» **ACTIVITY**
Beginning with the line that holds "positive clicks: (840, 1776) (875, 1821)", write out the remaining lines of the material exactly, the last line included.

» **DATASET EXTRACT**
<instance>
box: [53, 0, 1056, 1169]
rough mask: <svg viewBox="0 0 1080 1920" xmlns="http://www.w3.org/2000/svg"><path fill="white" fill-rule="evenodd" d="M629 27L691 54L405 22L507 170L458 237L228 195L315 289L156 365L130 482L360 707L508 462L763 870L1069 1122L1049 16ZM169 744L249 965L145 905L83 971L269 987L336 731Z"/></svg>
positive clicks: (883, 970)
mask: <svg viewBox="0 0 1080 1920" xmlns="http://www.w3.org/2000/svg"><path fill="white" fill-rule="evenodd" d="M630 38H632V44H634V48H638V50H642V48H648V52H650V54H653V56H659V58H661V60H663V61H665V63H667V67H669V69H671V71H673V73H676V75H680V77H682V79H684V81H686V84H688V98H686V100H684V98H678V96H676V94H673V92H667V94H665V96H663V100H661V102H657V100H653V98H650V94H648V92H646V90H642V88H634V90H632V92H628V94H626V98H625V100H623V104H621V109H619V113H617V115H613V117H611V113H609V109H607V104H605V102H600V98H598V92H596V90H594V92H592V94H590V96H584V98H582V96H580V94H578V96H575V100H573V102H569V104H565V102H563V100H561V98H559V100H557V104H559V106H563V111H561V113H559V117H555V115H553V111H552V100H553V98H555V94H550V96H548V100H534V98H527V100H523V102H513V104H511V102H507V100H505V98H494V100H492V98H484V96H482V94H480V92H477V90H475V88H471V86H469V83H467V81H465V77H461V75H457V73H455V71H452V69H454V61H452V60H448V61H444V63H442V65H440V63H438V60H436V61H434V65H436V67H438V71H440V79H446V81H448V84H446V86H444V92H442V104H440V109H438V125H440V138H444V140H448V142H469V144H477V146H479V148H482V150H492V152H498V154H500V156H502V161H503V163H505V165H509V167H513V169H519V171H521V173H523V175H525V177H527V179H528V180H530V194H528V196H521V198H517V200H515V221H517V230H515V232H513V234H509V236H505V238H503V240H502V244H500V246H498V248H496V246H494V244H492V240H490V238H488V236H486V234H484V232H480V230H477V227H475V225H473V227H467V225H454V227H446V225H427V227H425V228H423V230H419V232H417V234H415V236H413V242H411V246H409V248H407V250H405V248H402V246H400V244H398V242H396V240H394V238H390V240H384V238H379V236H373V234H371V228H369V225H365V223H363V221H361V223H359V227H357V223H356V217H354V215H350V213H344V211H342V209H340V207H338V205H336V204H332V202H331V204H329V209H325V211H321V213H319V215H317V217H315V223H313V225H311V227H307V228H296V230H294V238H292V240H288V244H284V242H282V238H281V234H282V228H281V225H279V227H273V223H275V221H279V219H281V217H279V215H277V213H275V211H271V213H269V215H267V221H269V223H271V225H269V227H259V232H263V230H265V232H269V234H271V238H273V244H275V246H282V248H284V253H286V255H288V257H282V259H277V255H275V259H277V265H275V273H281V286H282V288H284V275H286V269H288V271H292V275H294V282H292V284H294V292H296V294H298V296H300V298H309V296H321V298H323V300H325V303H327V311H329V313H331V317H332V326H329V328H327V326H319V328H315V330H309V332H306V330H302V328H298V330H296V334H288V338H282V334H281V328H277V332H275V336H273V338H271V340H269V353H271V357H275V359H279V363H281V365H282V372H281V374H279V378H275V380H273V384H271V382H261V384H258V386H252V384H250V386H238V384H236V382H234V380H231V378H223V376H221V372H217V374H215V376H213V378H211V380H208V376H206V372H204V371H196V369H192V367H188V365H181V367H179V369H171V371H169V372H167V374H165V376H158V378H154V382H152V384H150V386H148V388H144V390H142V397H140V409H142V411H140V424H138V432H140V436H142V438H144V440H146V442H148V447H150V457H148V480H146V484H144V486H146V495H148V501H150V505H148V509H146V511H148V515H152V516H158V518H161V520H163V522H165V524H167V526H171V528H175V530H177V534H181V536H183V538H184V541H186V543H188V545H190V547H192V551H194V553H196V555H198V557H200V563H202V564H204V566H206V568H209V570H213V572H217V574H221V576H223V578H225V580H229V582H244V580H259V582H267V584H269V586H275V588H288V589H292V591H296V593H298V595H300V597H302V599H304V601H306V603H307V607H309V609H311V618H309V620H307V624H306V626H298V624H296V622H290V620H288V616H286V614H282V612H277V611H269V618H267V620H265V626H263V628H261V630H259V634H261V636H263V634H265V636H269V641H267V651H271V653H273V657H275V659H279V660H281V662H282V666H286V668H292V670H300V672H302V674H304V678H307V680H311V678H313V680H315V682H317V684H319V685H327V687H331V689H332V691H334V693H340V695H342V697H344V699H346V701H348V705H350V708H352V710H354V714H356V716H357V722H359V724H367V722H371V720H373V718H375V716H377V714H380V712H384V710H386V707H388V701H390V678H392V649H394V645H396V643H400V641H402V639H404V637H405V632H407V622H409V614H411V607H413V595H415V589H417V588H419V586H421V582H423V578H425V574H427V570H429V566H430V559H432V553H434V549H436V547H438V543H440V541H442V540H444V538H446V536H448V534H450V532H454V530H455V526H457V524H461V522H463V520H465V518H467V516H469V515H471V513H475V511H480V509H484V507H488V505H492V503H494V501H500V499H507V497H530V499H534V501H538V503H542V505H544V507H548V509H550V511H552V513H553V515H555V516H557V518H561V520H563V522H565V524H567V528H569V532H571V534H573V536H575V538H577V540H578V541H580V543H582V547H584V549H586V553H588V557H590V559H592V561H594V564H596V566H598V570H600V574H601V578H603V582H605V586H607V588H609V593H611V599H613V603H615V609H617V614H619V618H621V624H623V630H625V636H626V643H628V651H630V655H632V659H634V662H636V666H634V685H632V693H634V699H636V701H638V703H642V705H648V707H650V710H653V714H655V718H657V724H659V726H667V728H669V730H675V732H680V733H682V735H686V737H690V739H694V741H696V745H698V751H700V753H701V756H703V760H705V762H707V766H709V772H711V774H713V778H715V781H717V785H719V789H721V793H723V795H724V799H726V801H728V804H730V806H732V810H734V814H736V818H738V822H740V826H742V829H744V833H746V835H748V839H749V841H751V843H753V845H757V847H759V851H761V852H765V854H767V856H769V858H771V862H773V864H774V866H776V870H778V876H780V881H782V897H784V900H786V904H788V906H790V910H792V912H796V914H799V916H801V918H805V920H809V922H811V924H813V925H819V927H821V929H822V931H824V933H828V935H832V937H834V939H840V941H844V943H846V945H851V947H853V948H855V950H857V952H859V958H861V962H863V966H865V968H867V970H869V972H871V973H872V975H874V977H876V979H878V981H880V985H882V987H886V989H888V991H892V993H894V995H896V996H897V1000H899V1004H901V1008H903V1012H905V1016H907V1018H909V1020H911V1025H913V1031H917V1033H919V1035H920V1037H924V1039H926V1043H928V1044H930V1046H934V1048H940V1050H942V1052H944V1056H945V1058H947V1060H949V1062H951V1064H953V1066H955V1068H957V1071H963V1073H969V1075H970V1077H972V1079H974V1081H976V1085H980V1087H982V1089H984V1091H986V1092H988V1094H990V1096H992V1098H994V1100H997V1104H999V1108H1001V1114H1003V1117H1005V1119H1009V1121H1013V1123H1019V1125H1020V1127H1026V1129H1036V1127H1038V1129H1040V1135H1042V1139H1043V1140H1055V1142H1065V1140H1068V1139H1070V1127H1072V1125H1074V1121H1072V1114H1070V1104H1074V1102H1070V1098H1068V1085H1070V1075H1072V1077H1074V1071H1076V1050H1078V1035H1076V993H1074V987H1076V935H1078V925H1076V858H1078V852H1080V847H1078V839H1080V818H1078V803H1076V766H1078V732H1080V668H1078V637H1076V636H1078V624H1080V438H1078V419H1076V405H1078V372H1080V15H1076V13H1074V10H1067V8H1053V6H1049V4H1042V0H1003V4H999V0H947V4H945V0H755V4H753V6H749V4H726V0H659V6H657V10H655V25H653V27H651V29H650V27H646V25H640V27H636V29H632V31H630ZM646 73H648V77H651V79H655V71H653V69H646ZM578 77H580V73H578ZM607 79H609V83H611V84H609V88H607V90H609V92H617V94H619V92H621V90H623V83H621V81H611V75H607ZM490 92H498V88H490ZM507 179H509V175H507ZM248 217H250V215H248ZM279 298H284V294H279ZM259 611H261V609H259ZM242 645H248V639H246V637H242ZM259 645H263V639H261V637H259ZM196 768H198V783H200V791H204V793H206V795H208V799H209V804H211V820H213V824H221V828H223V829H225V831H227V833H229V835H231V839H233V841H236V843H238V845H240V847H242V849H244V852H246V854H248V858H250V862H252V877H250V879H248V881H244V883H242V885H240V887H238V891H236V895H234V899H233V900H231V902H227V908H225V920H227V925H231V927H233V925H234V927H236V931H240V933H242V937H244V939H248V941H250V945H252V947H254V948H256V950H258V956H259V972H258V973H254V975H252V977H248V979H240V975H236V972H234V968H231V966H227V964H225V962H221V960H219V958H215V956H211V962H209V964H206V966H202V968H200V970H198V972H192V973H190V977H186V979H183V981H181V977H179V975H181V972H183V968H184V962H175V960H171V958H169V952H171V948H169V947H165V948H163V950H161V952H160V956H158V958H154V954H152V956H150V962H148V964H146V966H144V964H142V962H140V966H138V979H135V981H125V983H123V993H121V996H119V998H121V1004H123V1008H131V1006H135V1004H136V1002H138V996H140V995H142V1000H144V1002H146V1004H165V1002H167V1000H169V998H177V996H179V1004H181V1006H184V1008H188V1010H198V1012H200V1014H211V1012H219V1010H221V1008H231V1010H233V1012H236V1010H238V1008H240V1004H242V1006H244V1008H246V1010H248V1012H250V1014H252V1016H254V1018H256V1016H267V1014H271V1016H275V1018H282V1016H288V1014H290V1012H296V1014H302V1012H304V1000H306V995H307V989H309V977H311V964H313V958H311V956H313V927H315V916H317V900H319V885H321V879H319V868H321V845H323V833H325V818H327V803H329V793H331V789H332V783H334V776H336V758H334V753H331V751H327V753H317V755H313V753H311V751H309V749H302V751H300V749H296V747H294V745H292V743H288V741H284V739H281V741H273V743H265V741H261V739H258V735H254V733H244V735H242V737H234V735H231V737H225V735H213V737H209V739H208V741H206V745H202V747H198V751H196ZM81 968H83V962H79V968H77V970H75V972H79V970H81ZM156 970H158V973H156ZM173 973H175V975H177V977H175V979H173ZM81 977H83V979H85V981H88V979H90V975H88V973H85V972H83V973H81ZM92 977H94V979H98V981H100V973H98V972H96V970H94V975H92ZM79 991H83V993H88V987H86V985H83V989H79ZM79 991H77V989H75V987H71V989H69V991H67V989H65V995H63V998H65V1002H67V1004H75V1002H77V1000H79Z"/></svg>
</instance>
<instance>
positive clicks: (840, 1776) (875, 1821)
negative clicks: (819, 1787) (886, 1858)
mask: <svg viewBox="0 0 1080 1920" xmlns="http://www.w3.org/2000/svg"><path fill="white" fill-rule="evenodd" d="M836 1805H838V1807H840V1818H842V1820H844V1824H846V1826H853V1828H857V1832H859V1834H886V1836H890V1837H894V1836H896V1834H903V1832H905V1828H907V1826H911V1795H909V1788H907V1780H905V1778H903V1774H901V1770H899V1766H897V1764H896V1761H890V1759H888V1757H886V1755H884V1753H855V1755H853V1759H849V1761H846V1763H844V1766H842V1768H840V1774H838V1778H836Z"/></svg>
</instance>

» **SOLVED PROBLEM**
positive clicks: (840, 1776) (875, 1821)
negative clicks: (819, 1787) (886, 1858)
mask: <svg viewBox="0 0 1080 1920" xmlns="http://www.w3.org/2000/svg"><path fill="white" fill-rule="evenodd" d="M836 1805H838V1807H840V1818H842V1820H844V1824H846V1826H853V1828H857V1832H859V1834H886V1836H890V1837H894V1836H896V1834H903V1832H905V1828H907V1826H911V1795H909V1788H907V1780H905V1778H903V1774H901V1770H899V1766H897V1764H896V1761H890V1759H888V1757H886V1755H884V1753H855V1755H853V1759H849V1761H846V1763H844V1766H842V1768H840V1774H838V1778H836Z"/></svg>
</instance>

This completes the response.